(Task description)
Restate each record word for word, from the first to the last.
Data section start
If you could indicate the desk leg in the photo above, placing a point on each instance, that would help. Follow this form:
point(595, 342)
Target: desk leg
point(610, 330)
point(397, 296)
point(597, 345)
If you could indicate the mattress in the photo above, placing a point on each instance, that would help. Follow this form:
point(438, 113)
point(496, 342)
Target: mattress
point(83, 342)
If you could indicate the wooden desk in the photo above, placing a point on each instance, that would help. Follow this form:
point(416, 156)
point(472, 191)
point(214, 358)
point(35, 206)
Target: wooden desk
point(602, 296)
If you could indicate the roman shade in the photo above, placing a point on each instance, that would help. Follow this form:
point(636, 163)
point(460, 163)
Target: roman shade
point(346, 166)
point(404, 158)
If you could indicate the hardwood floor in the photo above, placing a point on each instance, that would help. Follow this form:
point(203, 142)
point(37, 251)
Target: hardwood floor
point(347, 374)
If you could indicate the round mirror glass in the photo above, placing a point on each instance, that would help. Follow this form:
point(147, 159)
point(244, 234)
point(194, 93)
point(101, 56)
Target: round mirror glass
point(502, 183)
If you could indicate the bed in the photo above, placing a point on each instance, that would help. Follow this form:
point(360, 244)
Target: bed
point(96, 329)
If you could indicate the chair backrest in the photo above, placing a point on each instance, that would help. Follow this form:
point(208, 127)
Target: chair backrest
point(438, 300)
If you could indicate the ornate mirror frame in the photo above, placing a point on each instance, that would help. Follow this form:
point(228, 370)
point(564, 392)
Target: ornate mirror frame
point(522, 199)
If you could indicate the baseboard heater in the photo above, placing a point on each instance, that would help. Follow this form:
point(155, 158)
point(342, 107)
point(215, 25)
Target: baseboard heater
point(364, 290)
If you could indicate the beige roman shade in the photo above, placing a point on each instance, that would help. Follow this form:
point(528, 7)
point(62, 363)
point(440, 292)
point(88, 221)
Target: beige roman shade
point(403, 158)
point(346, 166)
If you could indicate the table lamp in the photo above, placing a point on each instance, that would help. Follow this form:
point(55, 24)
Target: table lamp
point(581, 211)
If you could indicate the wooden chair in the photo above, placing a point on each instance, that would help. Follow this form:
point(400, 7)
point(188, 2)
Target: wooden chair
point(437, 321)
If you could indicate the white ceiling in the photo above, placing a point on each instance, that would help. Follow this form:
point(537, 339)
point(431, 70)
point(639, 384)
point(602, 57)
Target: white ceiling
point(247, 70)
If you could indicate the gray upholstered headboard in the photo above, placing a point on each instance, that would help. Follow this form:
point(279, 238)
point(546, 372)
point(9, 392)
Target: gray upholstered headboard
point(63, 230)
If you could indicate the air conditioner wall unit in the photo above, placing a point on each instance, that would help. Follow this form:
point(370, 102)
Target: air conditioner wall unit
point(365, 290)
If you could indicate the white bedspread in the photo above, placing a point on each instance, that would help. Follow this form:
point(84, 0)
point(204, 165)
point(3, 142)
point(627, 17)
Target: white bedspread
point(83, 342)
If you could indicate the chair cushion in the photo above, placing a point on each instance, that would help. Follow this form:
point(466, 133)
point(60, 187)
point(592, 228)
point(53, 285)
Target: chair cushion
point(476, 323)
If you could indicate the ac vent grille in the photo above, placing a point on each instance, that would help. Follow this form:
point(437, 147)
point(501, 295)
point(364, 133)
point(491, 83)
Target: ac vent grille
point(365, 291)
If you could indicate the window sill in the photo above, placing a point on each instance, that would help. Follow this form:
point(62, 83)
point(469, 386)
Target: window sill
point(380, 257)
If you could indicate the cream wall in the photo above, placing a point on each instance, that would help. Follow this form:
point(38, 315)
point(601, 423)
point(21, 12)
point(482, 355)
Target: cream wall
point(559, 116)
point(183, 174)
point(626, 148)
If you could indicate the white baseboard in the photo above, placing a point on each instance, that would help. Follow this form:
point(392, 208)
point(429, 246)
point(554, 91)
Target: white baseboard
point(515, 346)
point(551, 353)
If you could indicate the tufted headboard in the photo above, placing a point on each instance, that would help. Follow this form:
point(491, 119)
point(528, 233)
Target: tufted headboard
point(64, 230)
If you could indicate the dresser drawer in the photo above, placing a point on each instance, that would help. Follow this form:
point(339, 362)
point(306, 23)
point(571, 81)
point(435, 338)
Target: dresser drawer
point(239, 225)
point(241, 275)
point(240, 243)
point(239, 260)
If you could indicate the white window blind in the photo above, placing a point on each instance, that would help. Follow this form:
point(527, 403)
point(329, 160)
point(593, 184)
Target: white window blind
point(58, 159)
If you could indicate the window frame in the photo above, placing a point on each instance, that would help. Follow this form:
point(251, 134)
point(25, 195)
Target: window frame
Data section end
(Output of the task)
If you could indicate the desk leg in the photo above, placing a point on each instance, that would help. Follow this form:
point(595, 342)
Target: desk leg
point(610, 330)
point(397, 296)
point(597, 345)
If you could indicate the mattress in the photo above, placing a point on each instance, that would help. Follow this form:
point(438, 113)
point(496, 342)
Target: mattress
point(83, 342)
If you could indicate the wooden desk in the photo above, placing a point on each instance, that would help. Follow this form:
point(416, 156)
point(472, 191)
point(214, 358)
point(35, 206)
Target: wooden desk
point(602, 296)
If you could indicate the roman shade in the photo above, placing a point on each instance, that would help. Follow this form:
point(636, 163)
point(460, 163)
Target: roman shade
point(346, 166)
point(404, 158)
If you could indicate the hardwood floor in the photo above, placing a point on each instance, that would help. Follow this form:
point(203, 142)
point(37, 251)
Target: hardwood floor
point(347, 374)
If you could indicate the round mirror glass in the photo above, placing a point on each instance, that would help. Follow this form:
point(147, 159)
point(244, 234)
point(194, 93)
point(101, 56)
Target: round mirror glass
point(502, 183)
If you could indicate the bed in the photo above, placing a point on each instance, that would help. Follow this form:
point(360, 244)
Target: bed
point(96, 329)
If you could indicate the chair backrest in the photo above, placing a point on each instance, that would help. Follow this form:
point(208, 127)
Target: chair backrest
point(438, 300)
If you could indicate the ornate mirror frame in the photo above, placing a point on each instance, that would help. Follow this form:
point(228, 370)
point(564, 392)
Target: ornate mirror frame
point(522, 199)
If you could indicate the baseboard heater in the photo above, placing a point on each instance, that would help. Follow this form:
point(155, 158)
point(342, 107)
point(215, 25)
Target: baseboard heater
point(364, 290)
If you could indicate the beige roman shade in the photo above, placing a point on each instance, that would help. Follow this form:
point(528, 7)
point(62, 363)
point(440, 292)
point(88, 221)
Target: beige roman shade
point(403, 158)
point(346, 166)
If you could indicate the table lamp in the photo above, placing a point on each instance, that would help. Follow this form:
point(55, 24)
Target: table lamp
point(581, 211)
If you could indicate the wooden chair in the photo above, placing a point on each instance, that would help. Follow this form:
point(400, 7)
point(188, 2)
Target: wooden chair
point(437, 321)
If you could indicate the white ceiling in the photo above, placing a point on each instance, that would help. Follow this form:
point(537, 339)
point(431, 70)
point(639, 384)
point(602, 57)
Target: white ceiling
point(247, 70)
If you could indicate the gray upholstered headboard in the photo above, placing a point on each instance, that would help. Follow this form:
point(279, 238)
point(546, 372)
point(9, 392)
Target: gray upholstered headboard
point(63, 230)
If you could indicate the air conditioner wall unit in the photo above, placing a point on each instance, that would help. Follow this form:
point(370, 102)
Target: air conditioner wall unit
point(365, 290)
If you could indicate the white bedspread in the photo above, placing a point on each instance, that would help. Follow this form:
point(84, 0)
point(204, 165)
point(3, 142)
point(627, 17)
Target: white bedspread
point(83, 342)
If you could indicate the chair cushion in the photo above, placing a point on each instance, that would help. Follow this form:
point(466, 133)
point(60, 187)
point(592, 228)
point(53, 285)
Target: chair cushion
point(476, 323)
If you could indicate the ac vent grille in the photo above, placing a point on each instance, that would help. Follow this form:
point(437, 147)
point(501, 295)
point(364, 133)
point(491, 83)
Target: ac vent grille
point(365, 291)
If you could indicate the window sill in the photo above, placing a point on each instance, that would help. Follow this form:
point(62, 83)
point(469, 386)
Target: window sill
point(380, 257)
If you could indicate the cream wall in the photo above, placing a point on each instance, that would help. Follow this form:
point(38, 315)
point(601, 423)
point(21, 12)
point(482, 355)
Target: cream wall
point(559, 116)
point(183, 174)
point(626, 148)
If you could indicate the white baseboard in the photo above, placing a point on each instance, that would help. Follow this form:
point(392, 208)
point(429, 246)
point(554, 91)
Target: white baseboard
point(515, 346)
point(551, 353)
If you could indicate the tufted headboard in the photo above, placing a point on each instance, that would help. Follow this form:
point(491, 119)
point(528, 233)
Target: tufted headboard
point(64, 230)
If you could indicate the dresser drawer in the photo above, placing a point on each instance, that would help. Follow this form:
point(339, 362)
point(306, 23)
point(571, 81)
point(435, 338)
Target: dresser drawer
point(239, 225)
point(241, 275)
point(240, 243)
point(239, 260)
If you could indicate the white window blind in the photo above, placing a point on each instance, that would help. Follow this form:
point(527, 403)
point(329, 160)
point(593, 184)
Target: white window blind
point(58, 159)
If you could indicate the window frame in the photo above, placing a point on each instance, that would help. Follow this form:
point(251, 134)
point(25, 195)
Target: window frame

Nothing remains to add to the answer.